• Task directions: Reproduce, exactly and in full, only the lines below from the one containing "street light pole" through the one containing "dark jacket ->".

• Region pointing data:
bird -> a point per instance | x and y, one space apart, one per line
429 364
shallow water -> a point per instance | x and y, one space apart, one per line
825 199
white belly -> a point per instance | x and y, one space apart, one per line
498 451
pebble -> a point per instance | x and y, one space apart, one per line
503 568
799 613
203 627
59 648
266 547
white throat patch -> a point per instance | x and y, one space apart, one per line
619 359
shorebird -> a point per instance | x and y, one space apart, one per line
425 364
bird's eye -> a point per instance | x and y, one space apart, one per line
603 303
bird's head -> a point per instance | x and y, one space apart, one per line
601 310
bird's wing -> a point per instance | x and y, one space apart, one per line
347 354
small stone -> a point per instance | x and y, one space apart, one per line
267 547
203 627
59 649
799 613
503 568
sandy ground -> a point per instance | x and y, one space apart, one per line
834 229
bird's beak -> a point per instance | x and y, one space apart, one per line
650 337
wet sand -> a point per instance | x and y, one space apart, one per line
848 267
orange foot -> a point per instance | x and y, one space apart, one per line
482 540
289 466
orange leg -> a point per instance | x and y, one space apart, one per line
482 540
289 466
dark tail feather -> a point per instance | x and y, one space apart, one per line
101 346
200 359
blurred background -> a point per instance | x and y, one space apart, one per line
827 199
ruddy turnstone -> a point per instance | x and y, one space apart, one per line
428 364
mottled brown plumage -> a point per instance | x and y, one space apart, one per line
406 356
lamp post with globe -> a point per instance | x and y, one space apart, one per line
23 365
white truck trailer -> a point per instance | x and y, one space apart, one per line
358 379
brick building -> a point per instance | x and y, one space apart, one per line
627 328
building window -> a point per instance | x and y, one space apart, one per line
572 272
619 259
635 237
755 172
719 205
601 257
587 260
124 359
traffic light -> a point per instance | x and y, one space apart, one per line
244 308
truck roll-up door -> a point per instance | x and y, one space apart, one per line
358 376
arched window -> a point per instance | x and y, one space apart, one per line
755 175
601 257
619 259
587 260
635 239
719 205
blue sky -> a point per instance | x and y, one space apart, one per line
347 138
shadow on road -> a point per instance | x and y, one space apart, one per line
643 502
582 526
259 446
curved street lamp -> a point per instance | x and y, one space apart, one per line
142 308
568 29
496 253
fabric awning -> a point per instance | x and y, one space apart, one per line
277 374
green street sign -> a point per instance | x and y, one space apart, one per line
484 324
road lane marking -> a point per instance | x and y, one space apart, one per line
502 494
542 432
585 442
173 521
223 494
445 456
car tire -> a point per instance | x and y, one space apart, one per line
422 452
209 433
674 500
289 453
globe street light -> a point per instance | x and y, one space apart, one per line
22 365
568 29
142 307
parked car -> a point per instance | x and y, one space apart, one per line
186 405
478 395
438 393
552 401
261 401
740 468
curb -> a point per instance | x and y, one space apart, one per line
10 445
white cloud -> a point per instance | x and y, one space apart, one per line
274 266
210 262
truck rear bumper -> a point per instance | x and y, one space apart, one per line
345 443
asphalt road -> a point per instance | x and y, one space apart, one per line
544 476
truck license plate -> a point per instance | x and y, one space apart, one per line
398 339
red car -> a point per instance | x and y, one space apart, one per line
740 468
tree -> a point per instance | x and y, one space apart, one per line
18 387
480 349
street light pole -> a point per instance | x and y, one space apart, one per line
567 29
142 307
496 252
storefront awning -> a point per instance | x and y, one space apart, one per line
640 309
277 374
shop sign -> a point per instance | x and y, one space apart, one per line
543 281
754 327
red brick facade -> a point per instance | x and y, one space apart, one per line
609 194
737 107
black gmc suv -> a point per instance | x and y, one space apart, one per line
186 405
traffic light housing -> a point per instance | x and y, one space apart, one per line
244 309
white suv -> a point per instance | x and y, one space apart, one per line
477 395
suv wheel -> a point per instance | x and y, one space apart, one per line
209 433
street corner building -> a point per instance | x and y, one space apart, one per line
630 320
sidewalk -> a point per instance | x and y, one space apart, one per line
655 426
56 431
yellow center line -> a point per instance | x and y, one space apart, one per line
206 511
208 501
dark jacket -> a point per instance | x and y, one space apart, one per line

==

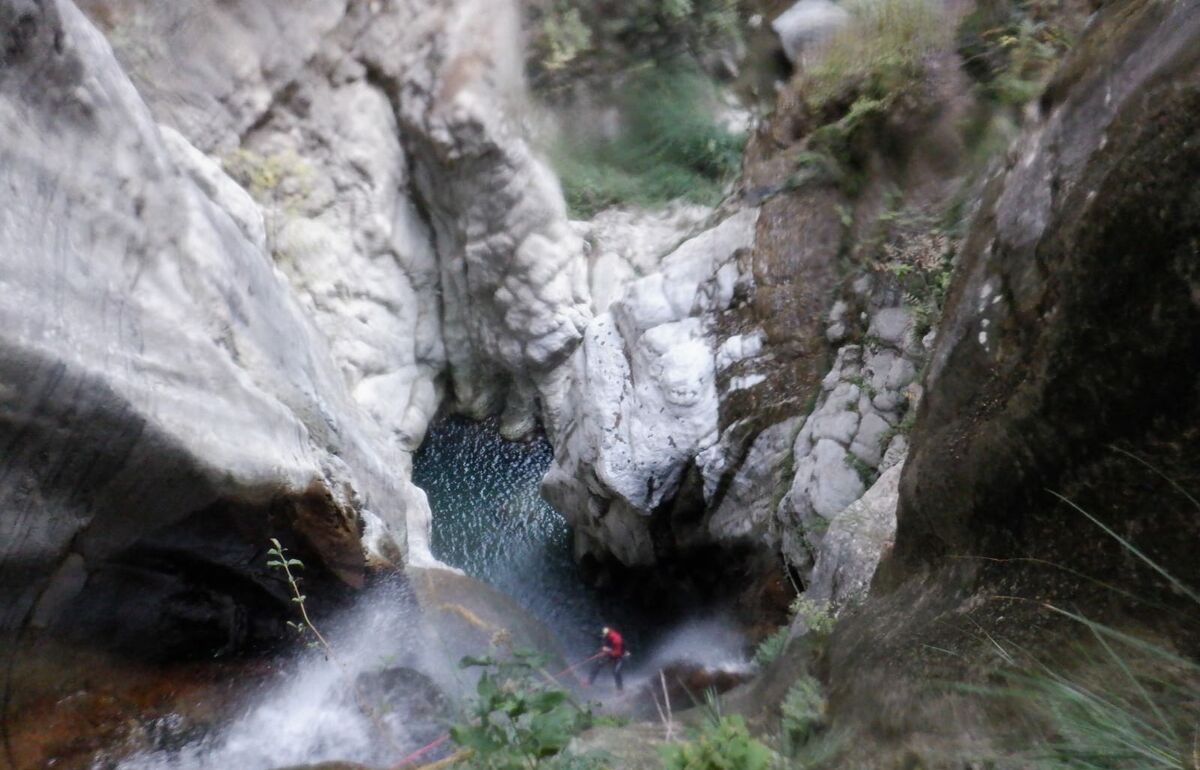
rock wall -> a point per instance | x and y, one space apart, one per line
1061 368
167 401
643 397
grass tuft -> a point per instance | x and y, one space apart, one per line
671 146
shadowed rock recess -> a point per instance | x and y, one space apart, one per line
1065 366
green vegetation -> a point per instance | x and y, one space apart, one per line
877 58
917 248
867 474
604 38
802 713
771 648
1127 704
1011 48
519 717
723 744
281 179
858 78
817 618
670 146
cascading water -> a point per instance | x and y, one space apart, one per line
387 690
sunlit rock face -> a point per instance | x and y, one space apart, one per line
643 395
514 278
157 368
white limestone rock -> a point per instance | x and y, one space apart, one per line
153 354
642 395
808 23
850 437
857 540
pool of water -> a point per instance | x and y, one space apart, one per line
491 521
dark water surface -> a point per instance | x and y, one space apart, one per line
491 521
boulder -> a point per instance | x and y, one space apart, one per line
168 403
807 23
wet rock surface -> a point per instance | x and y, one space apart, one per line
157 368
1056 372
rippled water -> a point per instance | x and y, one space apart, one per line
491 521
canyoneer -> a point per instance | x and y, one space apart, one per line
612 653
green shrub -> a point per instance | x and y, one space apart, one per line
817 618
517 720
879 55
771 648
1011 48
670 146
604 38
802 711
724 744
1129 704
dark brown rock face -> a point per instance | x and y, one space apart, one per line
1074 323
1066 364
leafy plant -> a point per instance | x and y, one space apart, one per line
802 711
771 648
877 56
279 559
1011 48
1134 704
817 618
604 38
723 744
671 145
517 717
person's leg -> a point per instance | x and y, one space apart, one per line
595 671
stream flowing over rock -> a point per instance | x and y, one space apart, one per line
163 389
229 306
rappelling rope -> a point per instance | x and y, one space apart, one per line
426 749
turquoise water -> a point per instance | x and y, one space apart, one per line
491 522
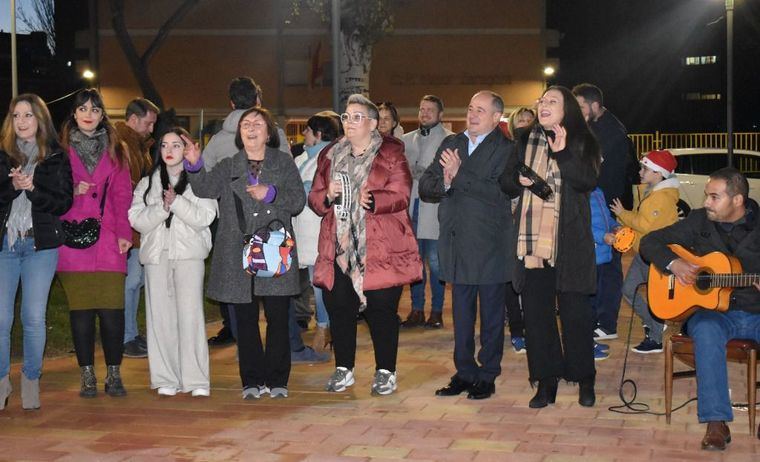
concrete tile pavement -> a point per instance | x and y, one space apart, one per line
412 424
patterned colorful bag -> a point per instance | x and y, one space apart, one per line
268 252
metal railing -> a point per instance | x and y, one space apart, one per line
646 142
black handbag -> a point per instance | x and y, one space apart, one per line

• Result:
street light pole -> a point per instance | x and y, one space apart, one per line
567 29
142 307
496 252
storefront awning -> a point per instance | x and y, one space apart, one per line
640 309
277 374
shop sign -> a point per instance | x and y, one space apart, one per line
543 281
754 327
red brick facade -> a point per instance | x and y, one space apart, one per line
609 194
737 107
black gmc suv -> a point per instance | x and y, one space apart, one per line
186 405
traffic light housing -> a point per instance | x and y, one space apart, one per line
244 309
white suv -> a point per instance | x and y, one space apart, one per line
477 395
suv wheel -> a point per instance | x and y, one space apart, one per line
209 433
street corner building -> a point per instance | x and y, one space apart, one per line
630 320
sidewalk -> a point per instance | x and y, one space apart, one per line
655 426
56 431
yellow center line -> a point per instance | x and y, one space apart, one per line
206 511
208 501
dark jacket -> a point per instance | x and y, one space apart, one per line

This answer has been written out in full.